◆ **Data for the task**
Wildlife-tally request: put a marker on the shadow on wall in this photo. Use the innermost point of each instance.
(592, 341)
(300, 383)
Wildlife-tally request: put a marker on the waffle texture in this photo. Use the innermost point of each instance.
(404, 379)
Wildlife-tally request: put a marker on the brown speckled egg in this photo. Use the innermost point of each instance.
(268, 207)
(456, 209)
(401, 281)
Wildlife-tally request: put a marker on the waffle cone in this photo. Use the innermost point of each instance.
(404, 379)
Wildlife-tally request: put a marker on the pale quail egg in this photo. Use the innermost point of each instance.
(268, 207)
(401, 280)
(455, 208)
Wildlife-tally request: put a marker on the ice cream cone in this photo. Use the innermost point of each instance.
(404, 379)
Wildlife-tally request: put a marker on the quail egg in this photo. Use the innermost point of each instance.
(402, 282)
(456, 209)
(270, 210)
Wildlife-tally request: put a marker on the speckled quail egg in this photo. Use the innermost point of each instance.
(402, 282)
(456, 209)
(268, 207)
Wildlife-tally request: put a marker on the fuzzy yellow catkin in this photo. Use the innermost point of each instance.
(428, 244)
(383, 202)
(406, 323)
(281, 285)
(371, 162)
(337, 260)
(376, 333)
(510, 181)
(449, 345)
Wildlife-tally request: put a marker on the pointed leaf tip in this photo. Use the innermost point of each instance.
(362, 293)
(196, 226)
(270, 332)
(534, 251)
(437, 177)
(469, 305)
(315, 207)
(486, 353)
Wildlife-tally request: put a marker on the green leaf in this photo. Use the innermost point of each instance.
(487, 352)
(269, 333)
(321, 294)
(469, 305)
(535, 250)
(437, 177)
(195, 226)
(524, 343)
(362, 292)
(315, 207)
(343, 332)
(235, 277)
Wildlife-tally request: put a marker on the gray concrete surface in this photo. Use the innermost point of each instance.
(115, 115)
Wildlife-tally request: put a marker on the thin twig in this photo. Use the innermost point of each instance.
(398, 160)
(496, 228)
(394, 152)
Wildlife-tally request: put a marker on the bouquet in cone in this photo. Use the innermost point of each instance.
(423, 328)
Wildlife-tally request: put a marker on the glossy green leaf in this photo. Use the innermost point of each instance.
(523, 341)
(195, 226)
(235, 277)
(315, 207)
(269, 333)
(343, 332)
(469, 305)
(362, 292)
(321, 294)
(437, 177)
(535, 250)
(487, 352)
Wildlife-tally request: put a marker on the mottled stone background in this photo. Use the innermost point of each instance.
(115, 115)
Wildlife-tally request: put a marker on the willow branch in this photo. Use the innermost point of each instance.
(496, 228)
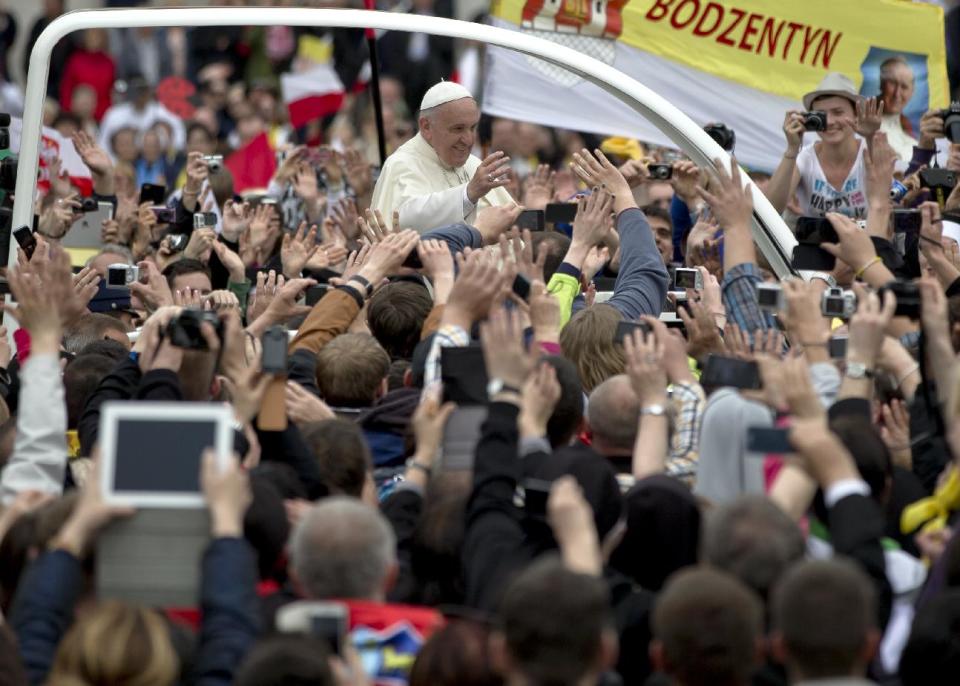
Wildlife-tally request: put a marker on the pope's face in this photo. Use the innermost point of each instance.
(897, 90)
(451, 130)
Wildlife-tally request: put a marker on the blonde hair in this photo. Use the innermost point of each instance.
(587, 341)
(116, 644)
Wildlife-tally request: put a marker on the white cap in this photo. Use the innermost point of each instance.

◆ **Written request**
Lay out all the items above as a Markdown table with two columns, Row and Line, giving each non-blank line its own numbered row and dropping blank lines. Leave the pictures out of the answer.

◆ **Written answer**
| Row | Line |
|---|---|
| 1 | Wildlife-tally request: put a marker on the shadow on wall in this photo. Use the innermost point of each instance. |
| 2 | (592, 341) |
| 3 | (300, 383) |
| 4 | Wildlife-tally request: put a marker on the waffle texture in this photo. Use the innermost point of each instance. |
| 5 | (404, 379) |
| 6 | Wildlife-tally request: put a marker on the brown speckled egg in this photo. Use the innermost point of each instance. |
| 7 | (268, 207) |
| 8 | (456, 209) |
| 9 | (401, 281) |
| 10 | Wildlife-tally request: put a marker on the waffle cone in this photo. Use the innermost point of each instance. |
| 11 | (404, 379) |
| 12 | Wildlife-tally request: put a marker on the pale quail egg in this photo. Use the innermost point of each instance. |
| 13 | (268, 207) |
| 14 | (401, 280) |
| 15 | (455, 208) |
| 16 | Wildlife-tally request: put a marker on the ice cream cone in this photo. Use the innermost point of each instance. |
| 17 | (404, 379) |
| 18 | Wildlife-tally request: put a marker on the quail egg in this photo. Use the innermost point of each instance. |
| 19 | (402, 282) |
| 20 | (456, 209) |
| 21 | (270, 210) |
| 22 | Wildlife-tally request: put a marker on the speckled quail egg in this photo. Use the innermost point of each instance. |
| 23 | (402, 282) |
| 24 | (456, 209) |
| 25 | (268, 207) |
| 26 | Wildlife-tally request: put a marker on the fuzzy yellow catkin in this photo. Use the innermost point of each instance. |
| 27 | (428, 244) |
| 28 | (383, 202) |
| 29 | (406, 323) |
| 30 | (281, 285) |
| 31 | (371, 162) |
| 32 | (337, 260) |
| 33 | (376, 333) |
| 34 | (510, 181) |
| 35 | (449, 345) |
| 36 | Wildlife-tally request: put a marker on the pointed leaf tip in this photo. Use the innermost point of each instance. |
| 37 | (362, 293) |
| 38 | (196, 226) |
| 39 | (270, 332) |
| 40 | (534, 251) |
| 41 | (437, 177) |
| 42 | (469, 305) |
| 43 | (315, 207) |
| 44 | (486, 353) |
| 45 | Wildlife-tally request: put a marker on the green leaf in this photo. Use the innermost point of each instance. |
| 46 | (487, 352) |
| 47 | (269, 333) |
| 48 | (321, 294) |
| 49 | (469, 305) |
| 50 | (535, 250) |
| 51 | (437, 177) |
| 52 | (195, 226) |
| 53 | (524, 343) |
| 54 | (362, 292) |
| 55 | (315, 207) |
| 56 | (343, 332) |
| 57 | (235, 277) |
| 58 | Wildlife-tally request: put a marker on the gray concrete surface in this photo. Use the innermost point of each instance. |
| 59 | (115, 115) |
| 60 | Wildlife-tally request: put a marker on the thin twig in this photo. Use the innermost point of each instance. |
| 61 | (398, 160) |
| 62 | (496, 228) |
| 63 | (394, 152) |
| 64 | Wildlife-tally request: put a marker on the bouquet in cone in this photo. Use the innermost point of each instance. |
| 65 | (423, 328) |
| 66 | Wildlife-tally request: put a marker on the glossy green leaf in this photo. Use the innermost point of each instance. |
| 67 | (523, 341) |
| 68 | (195, 226) |
| 69 | (235, 277) |
| 70 | (315, 207) |
| 71 | (269, 333) |
| 72 | (343, 332) |
| 73 | (469, 305) |
| 74 | (362, 292) |
| 75 | (321, 294) |
| 76 | (437, 177) |
| 77 | (535, 250) |
| 78 | (487, 352) |
| 79 | Wildlife-tally request: put a marker on the mottled stone background in this photo. Use the innermost point of each instance. |
| 80 | (115, 115) |
| 81 | Wildlife-tally request: put a marker on the willow branch in this photo. Use the innermost point of each instance. |
| 82 | (496, 228) |
| 83 | Wildlife-tally request: put a marker on the pope's face in this photo. Use the innermost point of each instance. |
| 84 | (897, 90) |
| 85 | (451, 130) |
| 86 | Wildlife-tally request: put a marker on the blonde hair in this photo. Use the innermost point of each instance. |
| 87 | (587, 341) |
| 88 | (116, 644) |
| 89 | Wildlife-tally request: put a marker on the white cap in this photo. Use the innermost point of each instance. |